_Source material_:

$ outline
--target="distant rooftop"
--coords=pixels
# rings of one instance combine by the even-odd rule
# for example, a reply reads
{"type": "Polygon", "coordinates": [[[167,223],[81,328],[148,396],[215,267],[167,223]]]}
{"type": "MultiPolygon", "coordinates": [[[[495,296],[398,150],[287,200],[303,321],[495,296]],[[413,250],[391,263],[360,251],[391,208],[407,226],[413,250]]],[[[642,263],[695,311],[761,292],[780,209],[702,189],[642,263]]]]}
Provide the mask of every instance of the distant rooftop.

_The task_: The records above are to be copied out exactly, line for line.

_Task result_:
$ outline
--target="distant rooftop"
--coords=pixels
# rings of one instance combine by the even-odd rule
# for example, a reply reads
{"type": "Polygon", "coordinates": [[[167,223],[81,328],[148,396],[215,267],[167,223]]]}
{"type": "MultiPolygon", "coordinates": [[[[495,296],[398,150],[287,200],[303,321],[495,296]],[[413,250],[391,263],[360,251],[391,208],[407,226],[413,250]]],[[[642,263],[695,311],[761,292],[780,209],[702,189],[642,263]]]]}
Provide the mask of every instance of the distant rooftop.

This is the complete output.